▶ _Exercise instructions_
A. Transcribe everything from "The overall clinical" down to "the NSCD group." in the study results on depression patients.
B. Write the next part of the study results on depression patients, starting after its last sentence.

▶ _Text segment_
※
Clinical characteristics and subjective functional outcomes

The overall clinical characteristics of patients with MDD were shown in Table 1. There were twenty-nine female patients and eleven male patients with a mean age of 27.31 ± 7.21 years and a mean education level of 15.04 years. The baseline HRSD-17 score was 23.02 ± 4.77 and the average percentage of the reductive ratio was 58.75%. Twenty-eight patients with residual subjective cognitive decline were distributed into the SCD group and twenty-two patients into the NSCD group.

Table 1 The clinical characteristic of the total subjects enrolled

Participants’ characteristics by group were reported in Table 2, and there were no significant differences in age, gender, education, height, weight, BMI, drinkers, smokers, duration of illness, and the age at disease onset between the two groups (all P > 0.05). The rate of HAMD reduction was greater than 50% in both groups but was significantly higher in the NSCD group than in the SCD group (P = 0.015). Patients in the SCD group were troubled with more subjective cognitive problems at baseline, and PDQ-D scores and three subitems differed significantly between the two groups (all P < 0.05). Excluding family life at baseline (P = 0.315), patients with residual subjective cognitive decline had reduced functional ability at baseline and 8-week, as reflected by the Sheen Disability Scale (all P < 0.05) (supplementary Table 2).

Table 2 The group analyses of the clinical characteristic according to assessment

Comparison of immune cytokine protein levels

Cytokines including IFNa2, GM-CSF, IL-1ra, IL-2, IL-5, IL-6, IL-15, MIF, IL-12, and VEGF were excluded because the missing data for these cytokines were greater than 30%. As shown in Fig. 2, the protein concentrations of FGF basic, INF-γ, IL-1β, SCF, MCP-1, and M-CSF were increased in the SCD group, while IL-9, PDGF-BB, and RANTES were decreased (all P < 0.05). No difference was found in other cytokines (Supplementary Table 3).

Fig. 2
figure 2

Difference of the cytokines level between the NSCD and SCD group at baseline. Violin plots were used to visualize the distribution of numerical data and depicted summary statistics and the density of each variable. Abbreviation: pg/ml: picograms per milliliter; FGF basic: basic fibroblast factor; INF-γ: interferon gamma; IL-1β: interleukin-1 beta; SCF: stem cell factor; MCP-1: monocytechemoattractantprotein-1; M-CSF: macrophage colony-stimulating factor; IL-9: interleukin-9; PDGF-BB: platelet-derived growth factor BB; RANTES: regulated on activation, normal T cell expressed and secreted. *Significantly difference (p < 0.05)
※
▶ _Records provided_
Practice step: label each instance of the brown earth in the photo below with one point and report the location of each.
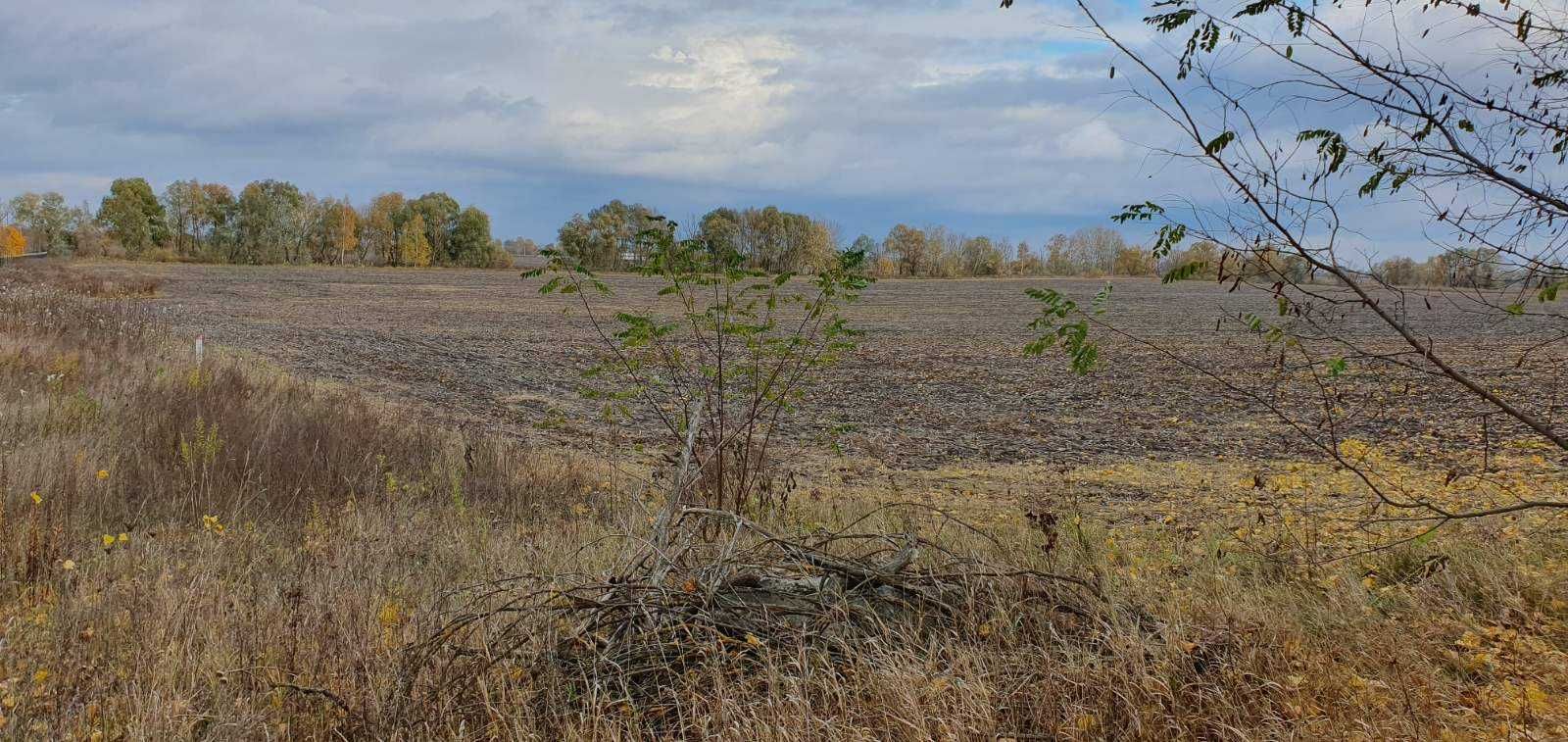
(940, 376)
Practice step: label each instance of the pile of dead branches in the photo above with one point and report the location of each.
(713, 588)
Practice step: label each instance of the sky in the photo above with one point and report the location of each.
(864, 115)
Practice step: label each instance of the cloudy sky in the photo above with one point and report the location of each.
(861, 114)
(866, 114)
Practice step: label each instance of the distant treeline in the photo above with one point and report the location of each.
※
▶ _Answers to this exercise_
A.
The overall clinical characteristics of patients with MDD were shown in Table 1. There were twenty-nine female patients and eleven male patients with a mean age of 27.31 ± 7.21 years and a mean education level of 15.04 years. The baseline HRSD-17 score was 23.02 ± 4.77 and the average percentage of the reductive ratio was 58.75%. Twenty-eight patients with residual subjective cognitive decline were distributed into the SCD group and twenty-two patients into the NSCD group.

B.
Correlations of peripheral immune cytokine with subjective cognitive function

Among the nine cytokines differed between the two groups, the PDQ-D scores at week 8 were positively correlated with the protein concentrations of FGF basic(R = 0.31; P = 0.031), IFN-γ(R = 0.3; P = 0.037), IL-1β(R = 0.29; P = 0.041), and SCF(R = 0.32; P = 0.025), and negatively associated with the levels of IL-9(R = -0.32; P = 0.023), RANTES(R = -0.31; P = 0.027), and PDGF-BB(R = -0.38; P = 0.0071) (Fig. 3). For further analysis, no correlation was observed between protein concentrations of the nine cytokines and baseline PDQ-D scores (Supplementary Fig. 1). In addition, the correlations between the nine cytokines and the PDQ-D subitems and SDS subitems were shown in Supplementary Fig. 2.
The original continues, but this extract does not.